● 読む文章

10年後には役職定年、老後資金が不安です
皆さんから寄せられた家計の悩みにお答えする、その名も「マネープランクリニック」。今回の相談者は、老後資金に不安を感じる40代の女性会社員。ファイナンシャル・プランナーの平野泰嗣さんがアドバイスします。
※マネープランクリニックに相談したい方は、https://sec.allabout.co.jp/post-form/form/22 からご応募ください。(相談は無料になります)
相談者
一人の人生さん(仮名)
女性/会社員/46歳
持ち家・マンション
家族構成
子ども(大学1年)

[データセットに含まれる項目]
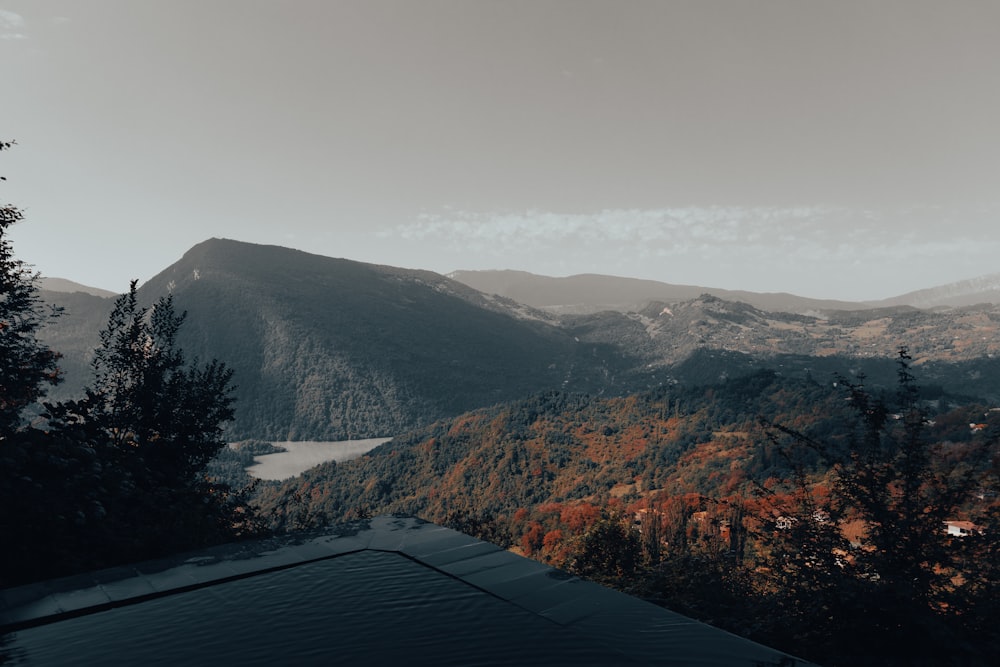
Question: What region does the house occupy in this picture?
[944,521,983,537]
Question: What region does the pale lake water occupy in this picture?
[247,438,392,480]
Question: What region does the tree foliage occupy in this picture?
[0,141,59,433]
[0,142,260,586]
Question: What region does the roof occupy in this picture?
[0,517,806,667]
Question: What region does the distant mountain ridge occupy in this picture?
[448,270,1000,314]
[37,239,1000,440]
[869,273,1000,308]
[46,239,634,440]
[40,276,115,297]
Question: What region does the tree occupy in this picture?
[0,142,261,586]
[86,281,246,556]
[0,141,60,440]
[760,349,997,665]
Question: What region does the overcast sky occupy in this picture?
[0,0,1000,299]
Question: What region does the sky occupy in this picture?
[0,0,1000,300]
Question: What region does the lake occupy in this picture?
[247,438,392,480]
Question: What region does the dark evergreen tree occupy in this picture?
[0,142,260,586]
[0,141,59,439]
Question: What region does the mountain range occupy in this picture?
[43,239,1000,440]
[448,270,1000,314]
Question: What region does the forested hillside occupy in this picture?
[258,370,1000,665]
[45,239,635,440]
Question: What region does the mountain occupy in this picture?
[37,239,1000,440]
[40,277,116,297]
[871,273,1000,308]
[448,271,864,314]
[46,239,636,440]
[448,271,1000,315]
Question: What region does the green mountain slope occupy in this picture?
[50,239,635,440]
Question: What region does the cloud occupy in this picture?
[0,9,28,39]
[380,206,1000,297]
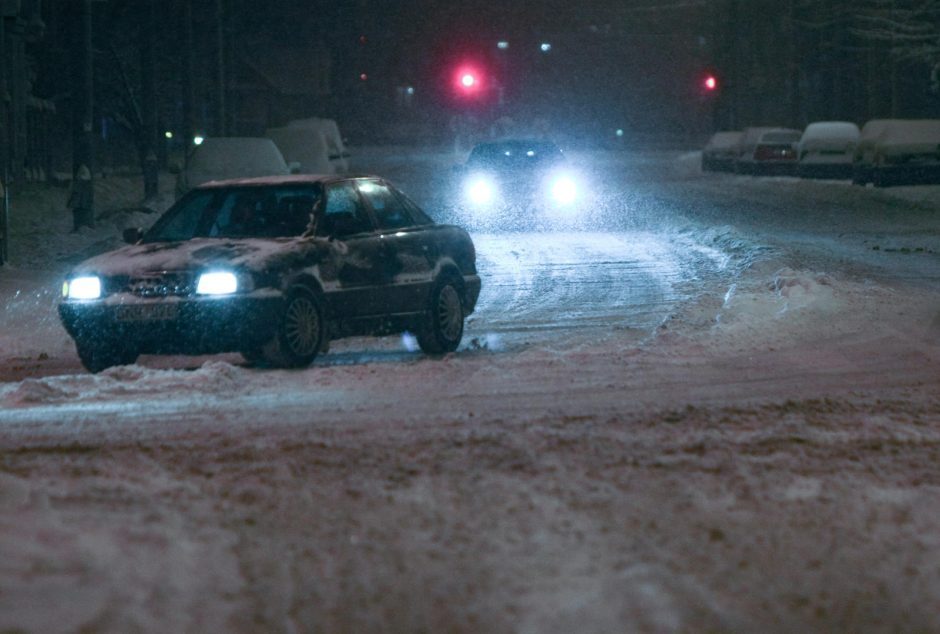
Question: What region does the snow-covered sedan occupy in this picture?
[59,175,480,372]
[456,139,584,227]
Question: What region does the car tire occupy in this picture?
[260,287,326,368]
[75,341,140,374]
[416,277,464,354]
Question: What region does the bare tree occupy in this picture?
[852,0,940,89]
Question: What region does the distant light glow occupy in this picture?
[452,62,485,98]
[196,271,238,295]
[62,275,101,299]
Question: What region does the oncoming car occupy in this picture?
[457,139,584,225]
[59,175,480,372]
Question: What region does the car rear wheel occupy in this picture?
[260,288,326,368]
[75,341,140,374]
[417,278,463,354]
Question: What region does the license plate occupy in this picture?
[117,303,178,321]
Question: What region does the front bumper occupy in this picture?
[59,295,284,354]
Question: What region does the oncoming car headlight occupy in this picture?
[551,174,578,205]
[464,176,496,205]
[196,271,238,295]
[62,275,101,299]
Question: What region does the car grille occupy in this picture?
[117,271,196,297]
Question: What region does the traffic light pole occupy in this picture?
[0,169,10,264]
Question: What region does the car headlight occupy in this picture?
[551,176,578,205]
[464,176,496,205]
[196,271,238,295]
[62,275,101,299]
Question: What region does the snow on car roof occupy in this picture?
[187,137,289,176]
[705,130,744,150]
[199,174,370,189]
[861,119,900,141]
[265,126,336,174]
[802,121,859,141]
[758,128,803,144]
[876,119,940,146]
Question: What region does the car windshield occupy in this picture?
[467,141,564,169]
[144,185,321,242]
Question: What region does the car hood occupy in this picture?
[73,238,338,276]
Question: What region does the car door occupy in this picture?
[317,180,389,318]
[359,179,432,313]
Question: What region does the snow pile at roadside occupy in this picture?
[4,175,173,269]
[0,361,248,407]
[715,268,841,324]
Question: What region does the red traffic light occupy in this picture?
[453,64,484,97]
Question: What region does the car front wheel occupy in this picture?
[75,341,139,374]
[417,278,463,354]
[261,288,326,368]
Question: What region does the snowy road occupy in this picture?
[0,151,940,633]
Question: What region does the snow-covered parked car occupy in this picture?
[734,128,803,176]
[265,119,349,174]
[702,130,744,172]
[176,137,291,198]
[59,175,480,372]
[797,121,860,178]
[868,119,940,187]
[285,117,349,174]
[852,119,899,185]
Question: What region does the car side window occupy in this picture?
[397,192,434,225]
[359,181,414,229]
[317,182,373,237]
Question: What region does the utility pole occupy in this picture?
[140,0,160,199]
[180,0,196,153]
[0,7,10,183]
[215,0,228,136]
[70,0,95,229]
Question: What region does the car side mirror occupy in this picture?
[124,227,144,244]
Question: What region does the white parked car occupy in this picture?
[264,127,337,175]
[287,117,349,174]
[702,130,744,172]
[852,119,900,185]
[797,121,861,178]
[870,119,940,187]
[176,137,291,198]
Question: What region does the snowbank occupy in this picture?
[0,361,249,407]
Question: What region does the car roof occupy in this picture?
[197,174,381,189]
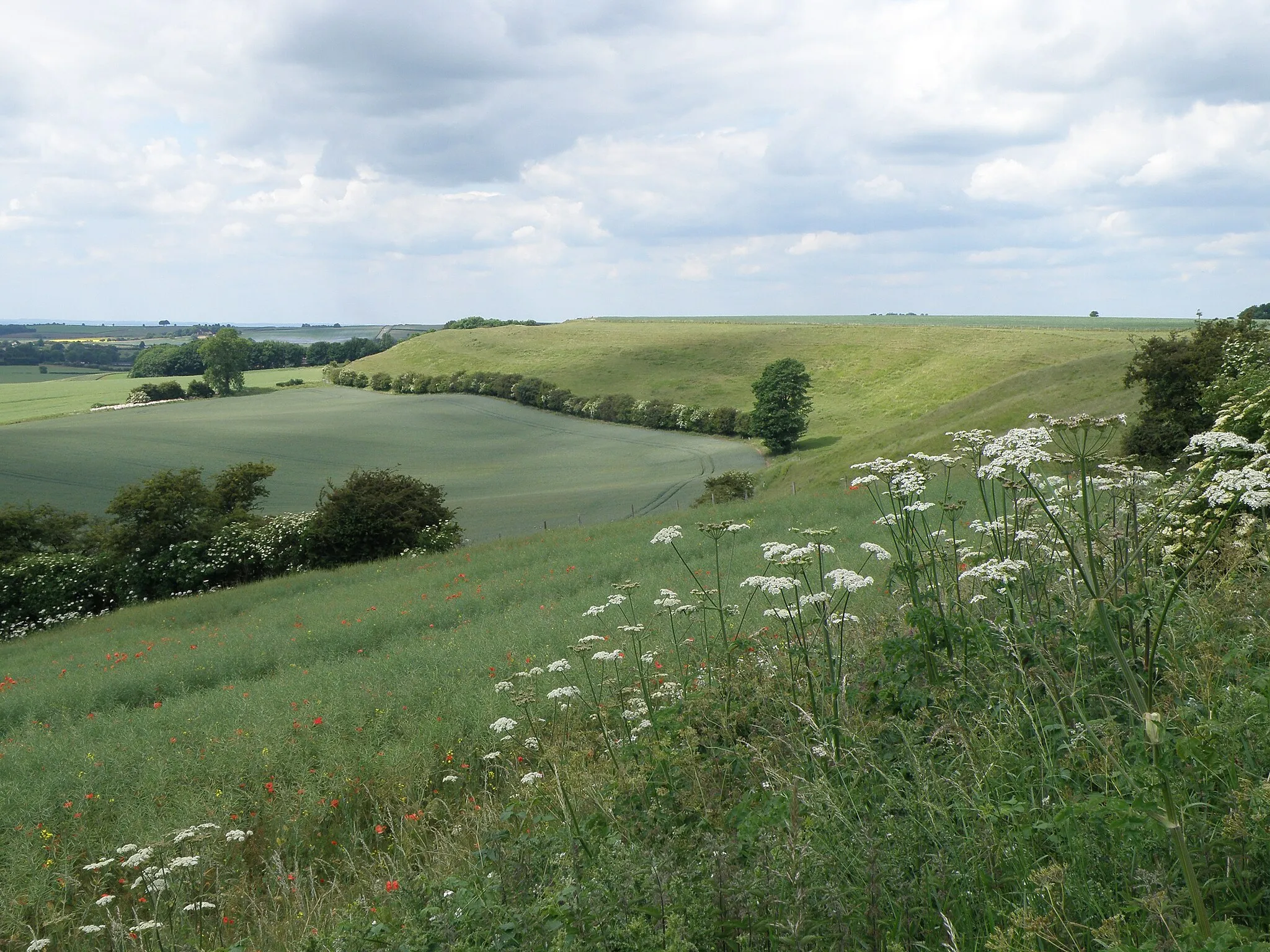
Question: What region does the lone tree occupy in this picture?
[749,356,812,453]
[309,470,461,565]
[198,327,252,396]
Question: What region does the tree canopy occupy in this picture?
[749,356,812,453]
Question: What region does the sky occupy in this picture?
[0,0,1270,324]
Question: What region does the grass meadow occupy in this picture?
[0,388,762,539]
[0,367,321,425]
[354,319,1158,493]
[0,493,882,948]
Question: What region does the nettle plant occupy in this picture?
[852,415,1270,935]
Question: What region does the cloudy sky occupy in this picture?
[0,0,1270,322]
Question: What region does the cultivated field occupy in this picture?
[354,319,1153,491]
[0,367,321,425]
[0,386,762,539]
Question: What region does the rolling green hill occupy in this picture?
[354,320,1149,486]
[0,386,762,539]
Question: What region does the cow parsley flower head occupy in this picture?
[651,526,683,546]
[824,569,873,594]
[740,575,797,596]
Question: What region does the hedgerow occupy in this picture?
[322,364,750,437]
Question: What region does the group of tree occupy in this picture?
[325,366,749,437]
[1124,305,1270,461]
[0,462,461,637]
[131,327,394,387]
[0,340,121,367]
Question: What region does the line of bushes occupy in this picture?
[0,462,462,638]
[322,364,750,437]
[128,335,395,377]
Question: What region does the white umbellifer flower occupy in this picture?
[890,470,926,496]
[824,569,873,594]
[740,575,797,596]
[859,542,890,562]
[960,558,1028,591]
[763,542,796,562]
[1201,466,1270,509]
[120,847,155,870]
[1186,430,1266,453]
[977,426,1053,480]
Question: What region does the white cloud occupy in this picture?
[0,0,1270,321]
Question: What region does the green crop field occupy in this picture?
[0,367,321,424]
[354,320,1150,486]
[0,386,762,538]
[0,364,107,383]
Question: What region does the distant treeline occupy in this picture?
[0,340,120,367]
[130,335,394,377]
[324,366,750,437]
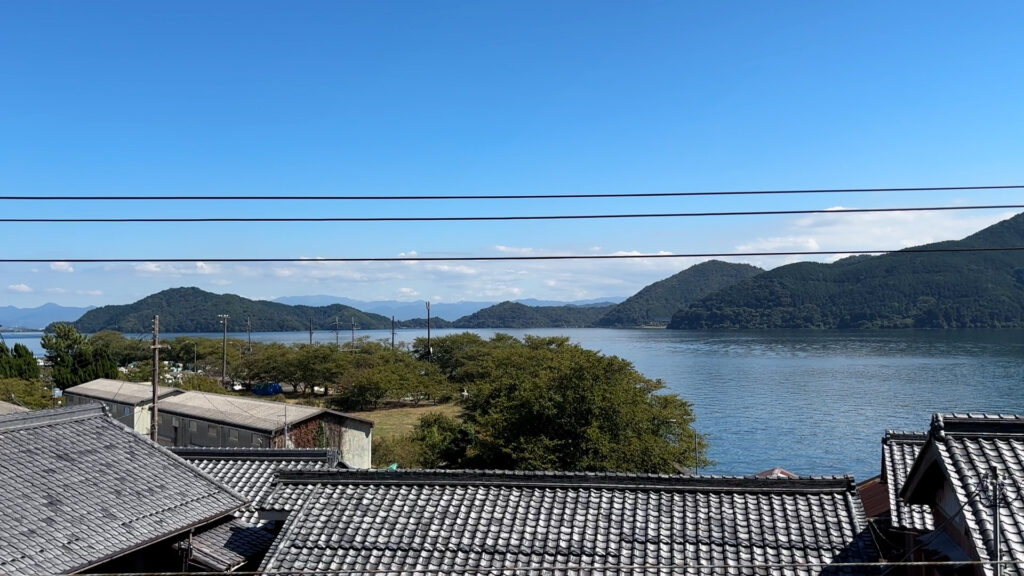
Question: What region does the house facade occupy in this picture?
[158,392,374,468]
[0,403,246,576]
[63,378,183,435]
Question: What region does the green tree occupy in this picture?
[420,334,710,472]
[40,324,118,389]
[411,412,475,468]
[0,378,51,410]
[10,342,39,380]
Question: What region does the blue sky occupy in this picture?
[0,1,1024,306]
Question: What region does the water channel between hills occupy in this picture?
[4,329,1024,481]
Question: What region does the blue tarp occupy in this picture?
[247,382,285,396]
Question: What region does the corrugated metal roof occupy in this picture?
[160,390,327,433]
[0,402,29,414]
[65,378,183,405]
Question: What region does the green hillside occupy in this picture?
[452,302,614,328]
[669,214,1024,329]
[75,288,391,333]
[596,260,764,327]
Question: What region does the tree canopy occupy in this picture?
[40,324,118,389]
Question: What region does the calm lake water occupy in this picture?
[4,329,1024,480]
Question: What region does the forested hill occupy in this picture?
[669,214,1024,329]
[75,288,391,332]
[452,302,614,328]
[596,260,764,327]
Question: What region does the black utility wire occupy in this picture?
[6,246,1024,263]
[0,204,1024,219]
[0,184,1024,202]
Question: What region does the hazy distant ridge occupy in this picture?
[0,302,94,330]
[669,214,1024,329]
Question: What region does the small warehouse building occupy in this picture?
[63,378,184,435]
[158,392,374,468]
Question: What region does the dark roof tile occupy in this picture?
[262,470,877,574]
[0,405,245,574]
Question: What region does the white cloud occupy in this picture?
[736,207,1014,268]
[132,261,221,277]
[495,245,537,255]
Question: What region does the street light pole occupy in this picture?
[217,314,230,388]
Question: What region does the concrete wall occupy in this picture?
[65,394,140,435]
[341,418,374,468]
[158,412,270,448]
[271,412,373,468]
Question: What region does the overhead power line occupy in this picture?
[0,204,1024,223]
[0,246,1024,263]
[0,184,1024,202]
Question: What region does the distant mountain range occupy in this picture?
[669,214,1024,329]
[0,303,95,330]
[595,260,764,328]
[19,210,1024,332]
[273,294,626,321]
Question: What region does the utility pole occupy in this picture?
[150,315,167,442]
[981,466,1007,576]
[427,300,434,360]
[217,314,230,388]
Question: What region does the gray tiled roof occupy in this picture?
[0,405,245,574]
[882,430,935,530]
[261,470,877,574]
[0,401,29,414]
[181,520,274,572]
[901,414,1024,574]
[65,378,182,405]
[170,448,345,524]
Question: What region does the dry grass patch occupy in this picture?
[347,404,462,439]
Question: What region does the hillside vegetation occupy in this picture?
[452,302,614,328]
[595,260,764,328]
[669,214,1024,329]
[74,288,391,333]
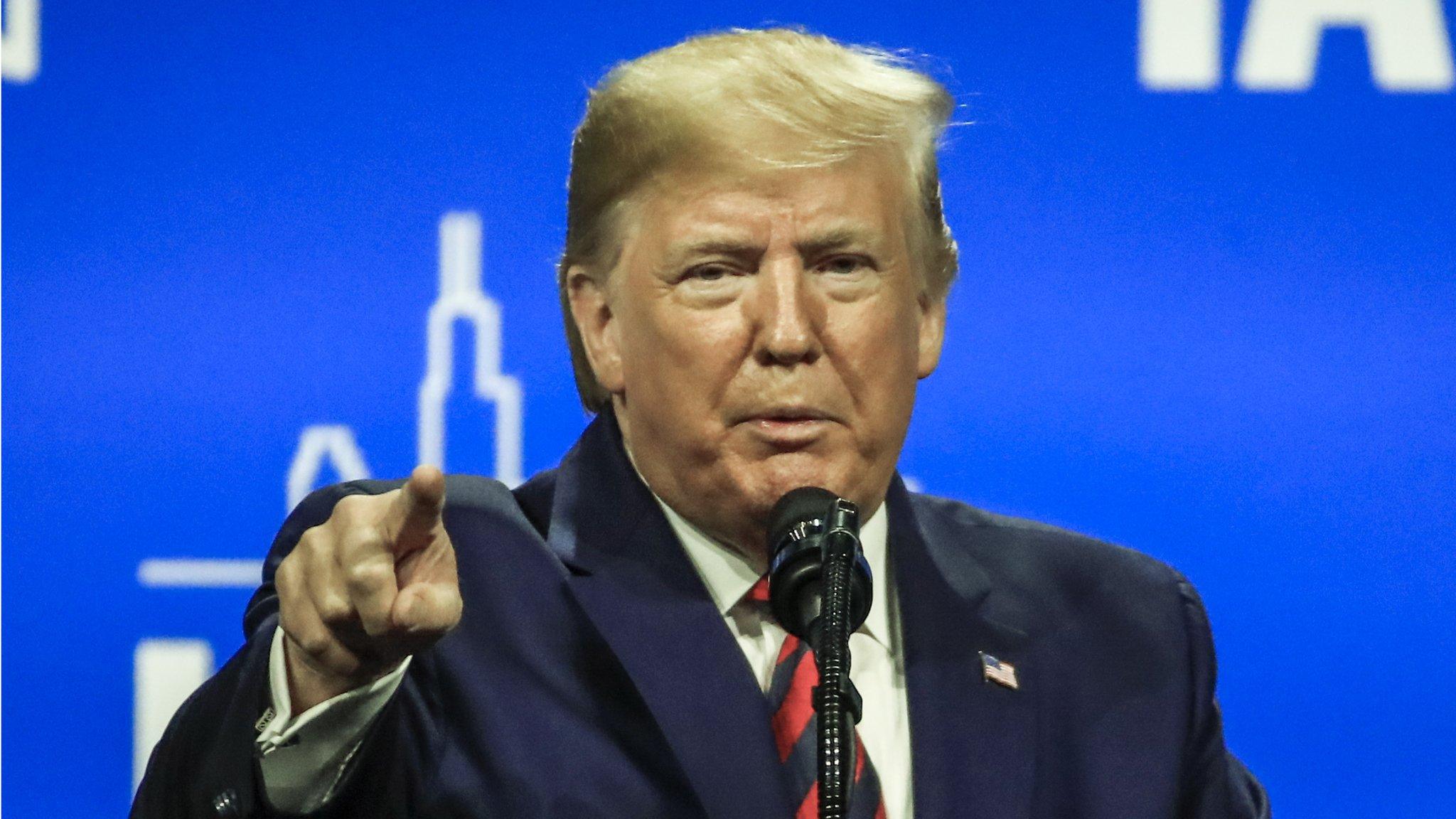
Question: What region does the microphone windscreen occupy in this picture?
[769,487,839,555]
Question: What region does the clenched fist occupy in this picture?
[275,466,461,714]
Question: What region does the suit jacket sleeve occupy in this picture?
[1178,579,1270,819]
[131,481,439,819]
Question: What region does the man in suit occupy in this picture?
[132,29,1267,819]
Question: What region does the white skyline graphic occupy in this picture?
[131,211,523,791]
[0,0,41,83]
[285,211,521,511]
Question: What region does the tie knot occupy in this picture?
[742,574,769,604]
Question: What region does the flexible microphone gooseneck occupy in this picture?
[769,487,872,819]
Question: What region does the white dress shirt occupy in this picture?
[257,494,913,819]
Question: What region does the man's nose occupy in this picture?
[751,258,821,366]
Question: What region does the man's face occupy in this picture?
[569,153,945,560]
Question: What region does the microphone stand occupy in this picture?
[811,498,862,819]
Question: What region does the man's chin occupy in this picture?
[742,451,849,515]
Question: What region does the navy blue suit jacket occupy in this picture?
[141,414,1268,819]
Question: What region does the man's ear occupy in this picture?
[916,294,946,378]
[567,265,623,395]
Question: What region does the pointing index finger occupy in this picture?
[385,465,446,554]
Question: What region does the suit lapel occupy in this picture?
[549,412,792,819]
[887,478,1038,819]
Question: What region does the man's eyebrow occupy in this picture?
[665,239,764,264]
[667,225,878,261]
[793,225,878,257]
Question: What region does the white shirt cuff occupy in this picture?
[255,628,409,813]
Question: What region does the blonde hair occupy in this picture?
[557,28,957,412]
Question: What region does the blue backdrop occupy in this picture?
[3,0,1456,819]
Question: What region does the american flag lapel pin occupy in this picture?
[981,651,1019,691]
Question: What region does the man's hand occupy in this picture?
[274,466,461,714]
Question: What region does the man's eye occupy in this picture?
[820,257,868,274]
[683,264,732,282]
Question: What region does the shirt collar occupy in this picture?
[643,481,889,648]
[621,439,891,650]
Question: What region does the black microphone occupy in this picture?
[769,487,874,646]
[769,487,871,819]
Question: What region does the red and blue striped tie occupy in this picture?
[747,577,885,819]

● 作業指示
相談記事の「10年後には役職定年、老後資金が不安です」から「一人の人生さん(仮名)」までのすべてを、一字一句変えずに書き出してください。

● 結果は以下
10年後には役職定年、老後資金が不安です
皆さんから寄せられた家計の悩みにお答えする、その名も「マネープランクリニック」。今回の相談者は、老後資金に不安を感じる40代の女性会社員。ファイナンシャル・プランナーの平野泰嗣さんがアドバイスします。
※マネープランクリニックに相談したい方は、https://sec.allabout.co.jp/post-form/form/22 からご応募ください。(相談は無料になります)
相談者
一人の人生さん(仮名)